▶ **Work to complete**:
Could you set down the full listing, unchanged?

▶ **Data for this exercise**:
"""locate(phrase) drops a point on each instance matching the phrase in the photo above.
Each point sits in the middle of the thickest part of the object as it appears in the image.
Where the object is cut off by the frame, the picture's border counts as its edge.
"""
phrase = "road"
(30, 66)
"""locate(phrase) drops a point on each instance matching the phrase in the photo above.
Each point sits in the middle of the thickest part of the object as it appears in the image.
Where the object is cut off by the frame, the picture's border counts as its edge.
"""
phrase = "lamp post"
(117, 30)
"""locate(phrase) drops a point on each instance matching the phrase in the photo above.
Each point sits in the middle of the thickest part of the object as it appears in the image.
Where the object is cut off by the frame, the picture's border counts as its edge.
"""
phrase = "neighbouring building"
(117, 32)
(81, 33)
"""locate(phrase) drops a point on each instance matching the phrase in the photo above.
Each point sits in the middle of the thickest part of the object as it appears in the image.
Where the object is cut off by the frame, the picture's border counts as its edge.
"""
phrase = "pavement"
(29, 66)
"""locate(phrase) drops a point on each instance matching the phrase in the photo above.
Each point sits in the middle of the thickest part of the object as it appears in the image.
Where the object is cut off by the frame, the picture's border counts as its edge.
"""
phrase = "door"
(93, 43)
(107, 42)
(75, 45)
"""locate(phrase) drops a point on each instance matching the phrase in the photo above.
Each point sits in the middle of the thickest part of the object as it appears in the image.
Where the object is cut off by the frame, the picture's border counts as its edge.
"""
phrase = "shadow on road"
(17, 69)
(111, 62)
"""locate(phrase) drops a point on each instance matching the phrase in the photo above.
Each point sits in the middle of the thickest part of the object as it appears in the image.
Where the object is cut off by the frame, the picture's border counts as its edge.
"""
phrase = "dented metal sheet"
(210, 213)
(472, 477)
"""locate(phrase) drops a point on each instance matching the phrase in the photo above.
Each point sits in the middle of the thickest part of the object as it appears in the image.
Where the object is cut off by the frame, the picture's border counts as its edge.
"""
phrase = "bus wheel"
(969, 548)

▶ **Answer**:
"""locate(phrase) drops a point on each instance matching the phrase in the photo above.
Each point sits in the middle of the thickest part of the object as it appears in the image.
Where the object is cut off by the frame, the picture's border counts as its edge.
"""
phrase = "road"
(30, 66)
"""locate(phrase) drops a point on each instance matching the phrase in the photo above.
Each point sits in the middle of the thickest part of the object as it appears in the image.
Where the object is cut off by the frame, the picture's border counts as its edge.
"""
phrase = "lamp post"
(117, 30)
"""locate(phrase) drops a point on each instance matching the phrase in the photo above.
Each point sits in the middle of the thickest part of the object as it appears in the image.
Where the object is cut off by the frame, the picture's border counts as its edge.
"""
phrase = "neighbouring building"
(117, 32)
(81, 33)
"""locate(phrase) drops a point on each instance matching the phrase in the photo above.
Each point sits in the middle of the thickest part of the object as it appears in the image.
Where the object is cut off by the frame, the picture's border counts as its edge.
"""
phrase = "pavement"
(29, 66)
"""locate(phrase) drops a point on each instance matching the phrase in the photo above.
Each point sits in the middle of the thickest part of the object as it appears in the image.
Where the object is cut off by the frame, the picture's border counts as its edge.
"""
phrase = "door"
(93, 43)
(107, 42)
(75, 45)
"""locate(phrase) drops a point on each instance matching the phrase in the photo above.
Each point sits in the middle of the thickest part of the object as it appears in the image.
Where the object is cut off by the frame, the picture's border counts as its edge.
"""
phrase = "shadow on road"
(17, 69)
(111, 62)
"""locate(phrase) drops a point on each instance matching the phrase in the photo above.
Each point sits in the middle of the thickest part of the object as it appears in the image.
Where the object is cut off by the frame, the picture's border counts as its edge.
"""
phrase = "dented metal sheet"
(210, 213)
(472, 477)
"""locate(phrase) drops a point on each instance matching the phrase in the photo above.
Each point sits in the middle of the thickest part of the object as it appears in the image.
Where the object is cut off by the frame, the picture's border counts as its edge.
"""
phrase = "bus wheel"
(969, 548)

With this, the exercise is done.